::: TASK MATERIAL

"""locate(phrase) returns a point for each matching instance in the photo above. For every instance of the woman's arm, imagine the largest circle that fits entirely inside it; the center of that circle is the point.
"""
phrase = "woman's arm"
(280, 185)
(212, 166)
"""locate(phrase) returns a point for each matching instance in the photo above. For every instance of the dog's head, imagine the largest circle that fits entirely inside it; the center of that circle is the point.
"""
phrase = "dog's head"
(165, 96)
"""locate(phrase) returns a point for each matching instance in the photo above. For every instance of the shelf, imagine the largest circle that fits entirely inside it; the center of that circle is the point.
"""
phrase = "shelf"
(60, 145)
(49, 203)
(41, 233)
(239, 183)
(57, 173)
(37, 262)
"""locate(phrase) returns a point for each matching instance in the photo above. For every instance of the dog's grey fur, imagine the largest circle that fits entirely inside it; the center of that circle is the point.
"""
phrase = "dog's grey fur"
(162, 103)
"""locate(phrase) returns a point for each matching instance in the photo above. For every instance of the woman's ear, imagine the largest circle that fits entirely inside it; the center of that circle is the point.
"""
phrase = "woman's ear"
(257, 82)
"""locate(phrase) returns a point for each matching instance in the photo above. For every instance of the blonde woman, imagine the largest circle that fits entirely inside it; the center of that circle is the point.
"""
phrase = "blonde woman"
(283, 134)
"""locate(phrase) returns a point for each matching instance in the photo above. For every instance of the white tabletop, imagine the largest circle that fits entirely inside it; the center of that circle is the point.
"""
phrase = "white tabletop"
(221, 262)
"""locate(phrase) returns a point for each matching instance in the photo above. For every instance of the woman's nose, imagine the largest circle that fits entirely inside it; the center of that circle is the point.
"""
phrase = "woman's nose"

::::::

:: WHAT NEEDS TO BE DONE ::
Please show each line in the records above that contains "nose".

:: RESULT ::
"""locate(phrase) returns a point for each matching instance in the photo above. For every instance of the woman's nose, imagine the largest circle that fits entirely inside it; the center of that circle is the point.
phrase = "woman's nose"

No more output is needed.